[Goal of the exercise]
Rewrite the lines below as a Markdown table with the columns "Row" and "Line", one numbered row per line. Begin at the line that has "of the pigeon", stop after the line that has "Target: pigeon", and leave out any blank lines.

[The records]
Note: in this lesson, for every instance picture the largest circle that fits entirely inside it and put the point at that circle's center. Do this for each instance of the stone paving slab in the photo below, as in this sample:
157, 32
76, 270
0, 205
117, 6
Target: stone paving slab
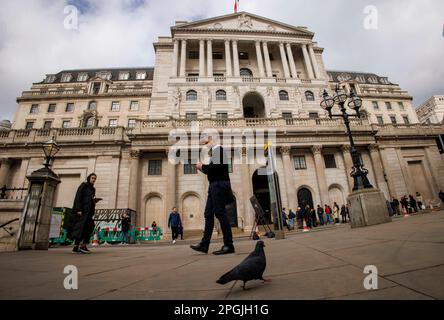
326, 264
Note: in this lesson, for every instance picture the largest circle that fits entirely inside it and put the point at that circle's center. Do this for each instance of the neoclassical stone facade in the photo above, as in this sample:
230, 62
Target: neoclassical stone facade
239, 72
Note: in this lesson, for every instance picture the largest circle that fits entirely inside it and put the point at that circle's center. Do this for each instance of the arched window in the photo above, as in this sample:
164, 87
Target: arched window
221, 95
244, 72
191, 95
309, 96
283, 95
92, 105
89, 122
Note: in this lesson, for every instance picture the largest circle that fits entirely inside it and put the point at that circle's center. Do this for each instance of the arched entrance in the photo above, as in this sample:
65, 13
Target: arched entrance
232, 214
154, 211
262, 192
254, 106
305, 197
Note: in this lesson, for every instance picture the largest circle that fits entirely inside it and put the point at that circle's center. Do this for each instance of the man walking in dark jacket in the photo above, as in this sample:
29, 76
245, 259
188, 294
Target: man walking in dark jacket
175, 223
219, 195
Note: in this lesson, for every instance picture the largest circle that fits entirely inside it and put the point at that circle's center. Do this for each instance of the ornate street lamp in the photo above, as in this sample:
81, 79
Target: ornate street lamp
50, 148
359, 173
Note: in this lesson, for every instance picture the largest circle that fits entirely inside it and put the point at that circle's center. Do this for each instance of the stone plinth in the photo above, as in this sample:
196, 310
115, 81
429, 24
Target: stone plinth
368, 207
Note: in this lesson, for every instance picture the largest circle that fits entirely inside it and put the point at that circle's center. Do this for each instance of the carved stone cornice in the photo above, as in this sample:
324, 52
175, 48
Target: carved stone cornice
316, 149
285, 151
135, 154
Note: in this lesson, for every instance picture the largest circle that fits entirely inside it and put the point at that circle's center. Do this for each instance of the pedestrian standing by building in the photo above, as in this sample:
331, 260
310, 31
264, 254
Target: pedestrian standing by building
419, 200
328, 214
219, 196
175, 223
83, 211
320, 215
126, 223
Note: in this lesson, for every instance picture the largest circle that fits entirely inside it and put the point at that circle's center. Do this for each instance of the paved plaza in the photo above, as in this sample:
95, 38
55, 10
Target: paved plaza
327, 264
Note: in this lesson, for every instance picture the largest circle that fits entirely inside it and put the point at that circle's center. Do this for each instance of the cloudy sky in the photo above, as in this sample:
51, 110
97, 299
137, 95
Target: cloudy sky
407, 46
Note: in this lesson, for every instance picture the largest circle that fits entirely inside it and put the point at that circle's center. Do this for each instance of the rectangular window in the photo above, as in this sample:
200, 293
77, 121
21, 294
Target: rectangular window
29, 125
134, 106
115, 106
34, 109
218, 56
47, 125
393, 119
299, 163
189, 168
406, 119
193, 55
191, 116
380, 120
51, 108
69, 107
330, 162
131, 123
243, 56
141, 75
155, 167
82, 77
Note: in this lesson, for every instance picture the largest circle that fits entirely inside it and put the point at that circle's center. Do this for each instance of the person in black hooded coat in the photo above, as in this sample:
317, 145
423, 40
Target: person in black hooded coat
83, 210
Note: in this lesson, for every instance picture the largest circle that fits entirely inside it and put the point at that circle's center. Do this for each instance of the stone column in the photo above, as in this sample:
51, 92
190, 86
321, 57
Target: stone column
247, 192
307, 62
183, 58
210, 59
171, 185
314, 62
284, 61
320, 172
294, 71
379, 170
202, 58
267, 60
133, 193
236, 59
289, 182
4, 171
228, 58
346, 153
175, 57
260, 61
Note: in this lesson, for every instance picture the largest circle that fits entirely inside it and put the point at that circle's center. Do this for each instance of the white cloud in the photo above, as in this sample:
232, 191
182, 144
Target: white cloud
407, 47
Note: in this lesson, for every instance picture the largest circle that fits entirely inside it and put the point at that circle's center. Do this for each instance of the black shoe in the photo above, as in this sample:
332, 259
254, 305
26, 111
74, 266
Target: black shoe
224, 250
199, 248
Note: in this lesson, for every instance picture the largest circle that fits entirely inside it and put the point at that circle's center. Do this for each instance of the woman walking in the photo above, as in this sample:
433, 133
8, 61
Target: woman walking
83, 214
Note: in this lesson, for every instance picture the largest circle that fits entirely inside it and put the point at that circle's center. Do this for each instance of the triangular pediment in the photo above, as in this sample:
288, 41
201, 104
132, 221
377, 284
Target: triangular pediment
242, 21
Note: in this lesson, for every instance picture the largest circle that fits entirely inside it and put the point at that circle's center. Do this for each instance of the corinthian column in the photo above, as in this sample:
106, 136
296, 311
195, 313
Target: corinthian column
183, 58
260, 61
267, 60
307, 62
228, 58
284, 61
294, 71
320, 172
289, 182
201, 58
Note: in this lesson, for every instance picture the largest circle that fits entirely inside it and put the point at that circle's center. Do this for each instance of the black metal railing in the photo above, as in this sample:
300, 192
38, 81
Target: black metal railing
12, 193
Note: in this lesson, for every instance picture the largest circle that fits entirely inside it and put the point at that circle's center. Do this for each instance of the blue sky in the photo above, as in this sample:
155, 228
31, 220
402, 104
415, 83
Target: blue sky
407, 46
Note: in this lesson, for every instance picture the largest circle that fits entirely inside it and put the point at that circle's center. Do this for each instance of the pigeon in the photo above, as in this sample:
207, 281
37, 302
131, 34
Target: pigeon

---

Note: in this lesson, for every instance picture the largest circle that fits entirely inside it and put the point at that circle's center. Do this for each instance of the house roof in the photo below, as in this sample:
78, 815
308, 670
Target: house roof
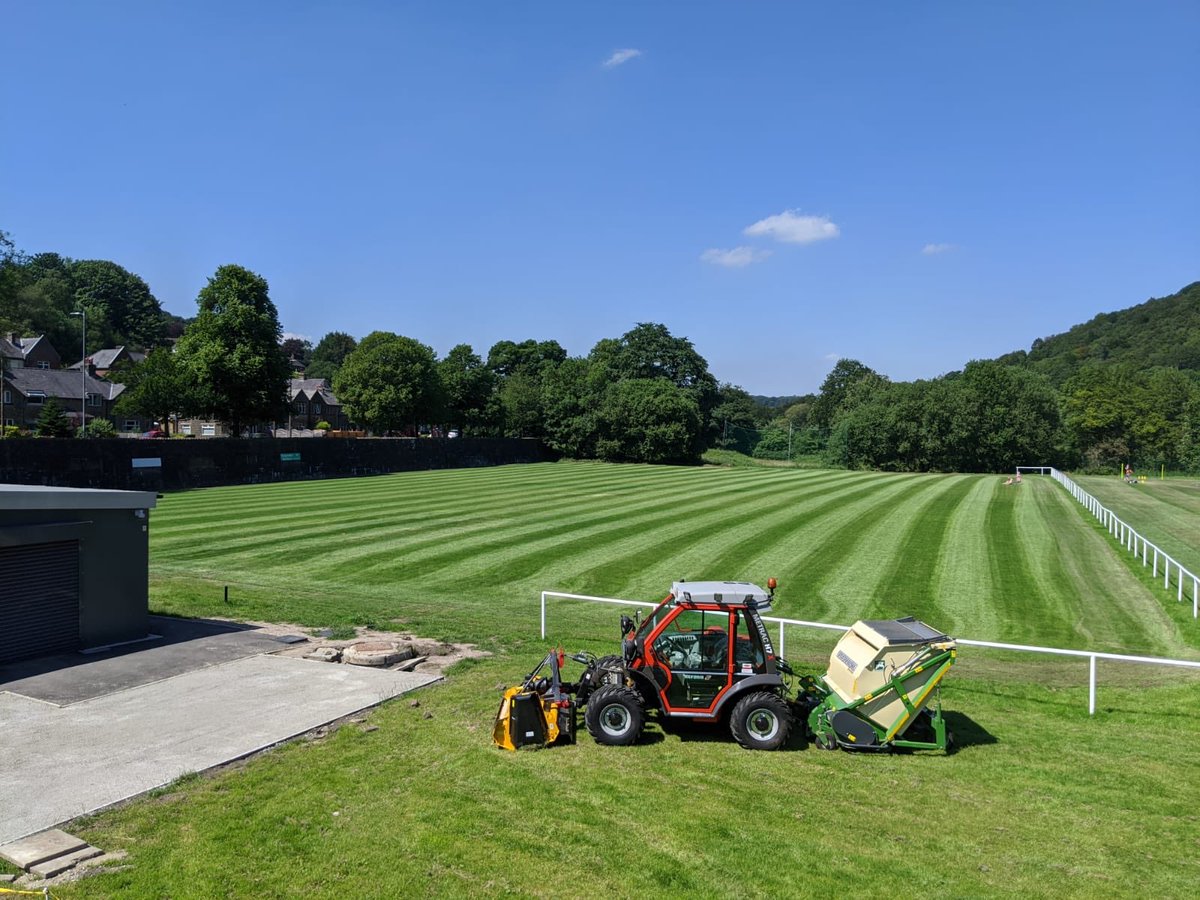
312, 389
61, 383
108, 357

[Reply to the task]
| Row | Line |
|---|---|
| 1 | Note: in this lesson, for every instance picture the largest circle that fits entirely inside it and put the point at that circle's center. Do this for each instance of the pigeon in the photo above, as in this sample: |
| 2 | 207, 281 |
| 3 | 37, 302 |
| 4 | 131, 34 |
| 5 | Target: pigeon |